Copy out the listing word for word, from the line containing "Confirm that each instance of the silver" through the line containing "[[615, 355]]", inclusive.

## Excerpted data
▬▬▬▬▬▬▬▬▬▬

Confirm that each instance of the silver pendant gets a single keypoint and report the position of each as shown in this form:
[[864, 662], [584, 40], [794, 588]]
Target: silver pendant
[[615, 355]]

▬▬▬▬▬▬▬▬▬▬

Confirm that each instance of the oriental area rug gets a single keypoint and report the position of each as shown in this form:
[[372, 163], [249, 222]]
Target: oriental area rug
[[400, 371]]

▬▬▬▬▬▬▬▬▬▬

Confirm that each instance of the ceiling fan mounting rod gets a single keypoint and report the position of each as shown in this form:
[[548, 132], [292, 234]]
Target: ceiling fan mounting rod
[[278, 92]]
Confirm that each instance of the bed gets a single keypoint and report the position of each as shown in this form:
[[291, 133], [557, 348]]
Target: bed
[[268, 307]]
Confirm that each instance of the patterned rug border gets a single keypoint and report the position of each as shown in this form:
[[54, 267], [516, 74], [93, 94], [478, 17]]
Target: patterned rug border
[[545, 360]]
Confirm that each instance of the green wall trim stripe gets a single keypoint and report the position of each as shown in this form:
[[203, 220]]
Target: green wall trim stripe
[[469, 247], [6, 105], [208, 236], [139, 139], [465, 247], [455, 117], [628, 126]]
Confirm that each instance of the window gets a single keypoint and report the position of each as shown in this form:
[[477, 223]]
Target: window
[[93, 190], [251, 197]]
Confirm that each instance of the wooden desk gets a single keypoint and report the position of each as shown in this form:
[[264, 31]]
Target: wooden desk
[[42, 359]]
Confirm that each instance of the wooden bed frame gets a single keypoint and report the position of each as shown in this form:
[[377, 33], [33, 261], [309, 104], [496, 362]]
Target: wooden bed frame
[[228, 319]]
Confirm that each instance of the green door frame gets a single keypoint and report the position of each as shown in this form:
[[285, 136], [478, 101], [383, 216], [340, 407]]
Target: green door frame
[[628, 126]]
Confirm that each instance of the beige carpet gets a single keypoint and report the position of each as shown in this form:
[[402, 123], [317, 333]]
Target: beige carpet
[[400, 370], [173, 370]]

▬▬▬▬▬▬▬▬▬▬

## Exercise output
Confirm that each instance of the silver pendant gets a single keypoint and report the position of each as shown in this form:
[[864, 662], [584, 40], [794, 588]]
Target: silver pendant
[[615, 355]]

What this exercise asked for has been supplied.